==== Textauszug

Dr. Katharina Brinkert erklärt, wie ihre Forschung nicht nur neue Perspektiven für die Raumfahrt eröffnen könnte, sondern auch vielversprechende Wege für eine effizientere Energiegewinnung auf der Erde bereithält

Forschung / Weltraum

Raumfahrtmissionen sehen sich einigen bedeutenden Herausforderungen gegenüber. Dazu gehört auch die nachhaltige Erzeugung von Sauerstoff und anderen Chemikalien in einer Umgebung, die unseren irdischen Bedingungen diametral entgegengesetzt ist. In diesem Kontext erforschen Dr. Katharina Brinkert und ihr Team neue Lösungsansätze: Im Fokus ihrer Arbeit steht die Photoelektrokatalyse – ein elektrochemischer Prozess, der die Beschleunigung und Steuerung chemischer Reaktionen direkt mittels Sonnenlicht ermöglicht. Ihre Forschung könnte nicht nur eine Optimierung der Lebensbedingungen von Astronaut:innen im Weltraum, sondern auch die Beantwortung grundlegender Fragen zur effizienten Sonnenenergienutzung auf der Erde ermöglichen.

Wie genau funktioniert die Photoelektrokatalyse?

========
==== Datensatzauszug

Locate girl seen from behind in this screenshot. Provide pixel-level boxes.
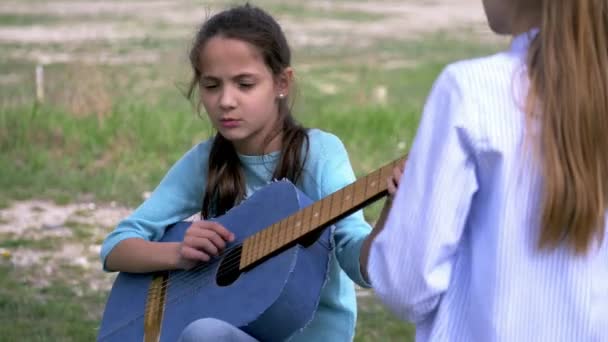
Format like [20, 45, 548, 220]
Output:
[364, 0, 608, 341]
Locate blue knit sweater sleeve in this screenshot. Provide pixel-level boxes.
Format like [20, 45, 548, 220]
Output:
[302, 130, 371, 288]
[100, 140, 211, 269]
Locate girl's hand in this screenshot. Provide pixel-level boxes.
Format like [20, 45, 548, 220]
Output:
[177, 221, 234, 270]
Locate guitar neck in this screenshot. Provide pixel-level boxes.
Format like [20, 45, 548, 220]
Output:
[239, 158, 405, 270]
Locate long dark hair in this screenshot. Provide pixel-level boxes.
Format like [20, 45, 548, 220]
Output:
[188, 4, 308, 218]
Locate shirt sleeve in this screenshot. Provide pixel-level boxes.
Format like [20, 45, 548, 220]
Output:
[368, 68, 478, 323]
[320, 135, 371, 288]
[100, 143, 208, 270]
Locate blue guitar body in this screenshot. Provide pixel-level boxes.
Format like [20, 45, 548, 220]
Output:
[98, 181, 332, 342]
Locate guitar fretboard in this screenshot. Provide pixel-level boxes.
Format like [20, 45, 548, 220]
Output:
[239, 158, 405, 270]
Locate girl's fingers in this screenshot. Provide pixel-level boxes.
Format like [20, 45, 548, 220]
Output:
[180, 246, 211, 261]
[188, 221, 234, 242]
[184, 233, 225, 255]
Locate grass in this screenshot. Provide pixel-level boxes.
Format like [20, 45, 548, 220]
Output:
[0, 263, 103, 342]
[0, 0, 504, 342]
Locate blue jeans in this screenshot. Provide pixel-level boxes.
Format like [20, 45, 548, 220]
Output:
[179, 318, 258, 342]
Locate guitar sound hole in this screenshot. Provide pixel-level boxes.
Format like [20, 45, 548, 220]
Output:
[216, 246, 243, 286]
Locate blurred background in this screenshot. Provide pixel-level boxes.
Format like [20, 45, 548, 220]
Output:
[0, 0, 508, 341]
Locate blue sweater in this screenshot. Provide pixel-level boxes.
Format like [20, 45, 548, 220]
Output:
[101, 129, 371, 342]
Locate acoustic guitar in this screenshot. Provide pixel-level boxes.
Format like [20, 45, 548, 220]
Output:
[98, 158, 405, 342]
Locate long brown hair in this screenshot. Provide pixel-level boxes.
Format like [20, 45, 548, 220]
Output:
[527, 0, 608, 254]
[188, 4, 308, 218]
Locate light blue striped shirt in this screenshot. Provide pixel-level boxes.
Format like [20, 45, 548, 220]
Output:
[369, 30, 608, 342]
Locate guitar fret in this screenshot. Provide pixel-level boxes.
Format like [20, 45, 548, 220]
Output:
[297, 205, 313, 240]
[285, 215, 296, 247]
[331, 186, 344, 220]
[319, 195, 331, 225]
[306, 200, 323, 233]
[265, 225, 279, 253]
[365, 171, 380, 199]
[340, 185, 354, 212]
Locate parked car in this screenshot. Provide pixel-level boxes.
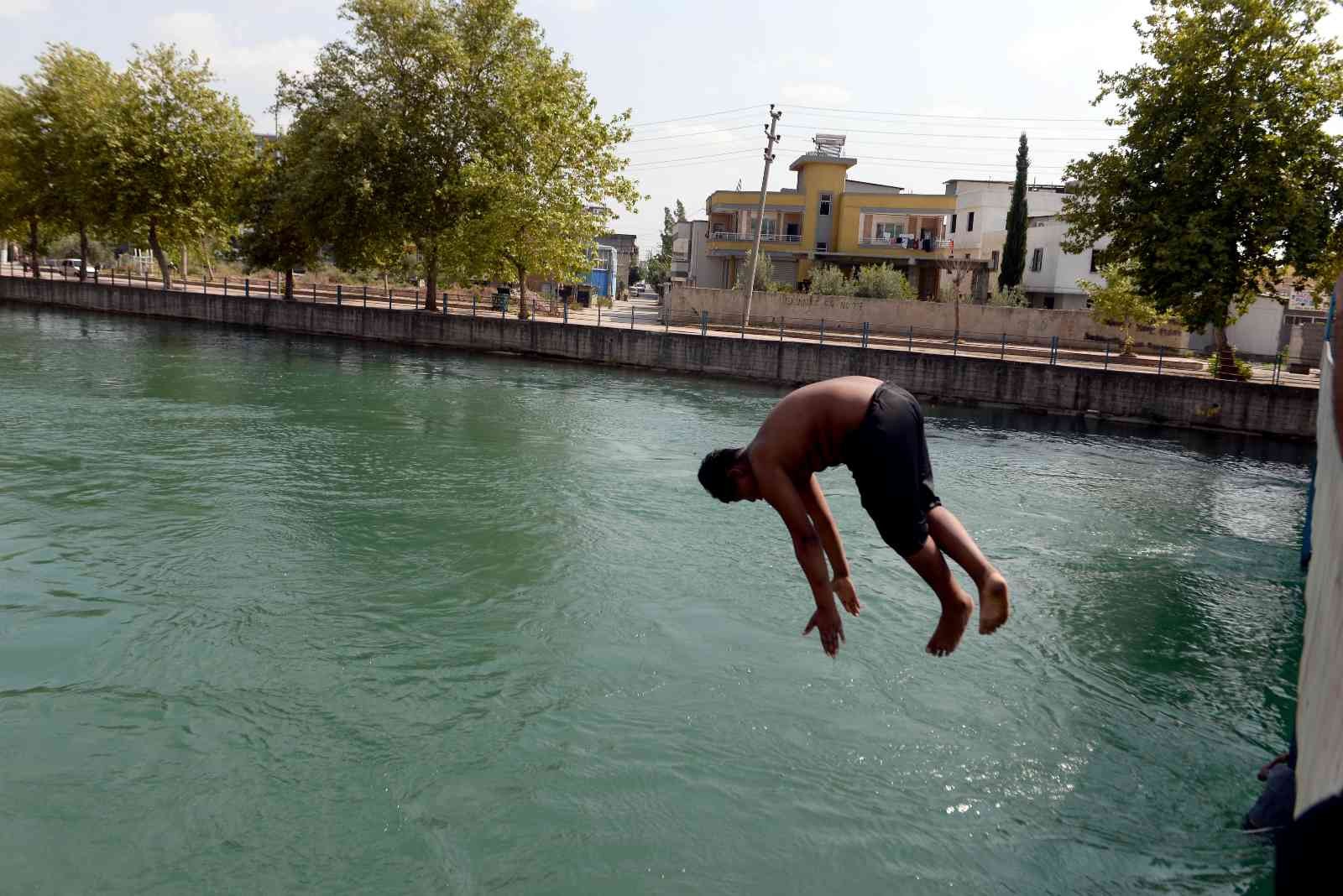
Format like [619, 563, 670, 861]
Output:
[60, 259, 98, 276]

========

Aufgaben:
**a)** Beantworte anhand des Textauszugs über die Photoelektrokatalyse die folgenden Fragen.
(i) Welche Rubrik steht über dem Haupttext?
(ii) Welche Herausforderung von Raumfahrtmissionen wird im Text genannt?
(iii) Was ermöglicht die Photoelektrokatalyse laut Text?
**b)** Setze den Textauszug über die Photoelektrokatalyse nach der Frage „Wie genau funktioniert die Photoelektrokatalyse?“ fort.

Lösungen:
**a)**
(i) Forschung / Weltraum
(ii) Die nachhaltige Erzeugung von Sauerstoff und anderen Chemikalien in einer Umgebung, die den irdischen Bedingungen diametral entgegengesetzt ist.
(iii) Sie ermöglicht die Beschleunigung und Steuerung chemischer Reaktionen direkt mittels Sonnenlicht.

**b)**
Die Photoelektrokatalyse ist ein Prozess, der die Prinzipien der natürlichen Photosynthese nachahmt. Sie vereint Grundsätze der Photochemie und -physik sowie der Elektrokatalyse. Im Wesentlichen verwenden wir Halbleiter, wie sie auch in Bildschirmen zum Einsatz kommen, als künstliche Lichtabsorber, ähnlich wie Pflanzen Chlorophyll nutzen. Diese Halbleiter sind mit Elektrokatalysatoren versehen, die bestimmte Reaktionen katalysieren können. Abhängig von der Art der Ladung, die durch die Lichtabsorption freigesetzt und auf den Elektrokatalysator übertragen wird (Elektronen oder Löcher), können Reduktions- oder Oxidationsreaktionen durchgeführt werden. Wenn Protonen reduziert werden, können wir zum Beispiel Wasserstoff erzeugen, während bei der Oxidation von Wasser Sauerstoff produziert wird.

Man könnte also sagen, dass Sie sich damit beschäftigen, wie die künstliche Photosynthese auf anderen Planeten funktionieren kann?

Genau. Wir vertiefen unser Verständnis der künstlichen Photosynthese, indem wir die Prinzipien der natürlichen Photosynthese nachahmen – ein Ansatz, der als Biomimetik bekannt ist. Unsere Forschung an der künstlichen Photosynthese konzentriert sich darauf, genau die Prozesse in der Pflanze nachzuahmen und zu verstehen, welche für die Produktion von Sauerstoff und anderen energiereichen Verbindungen wie beispielsweise Wasserstoff wichtig sind. Langfristig haben wir das Ziel, sie mit Hilfe von Sonnenlicht im Weltraum zu erzeugen.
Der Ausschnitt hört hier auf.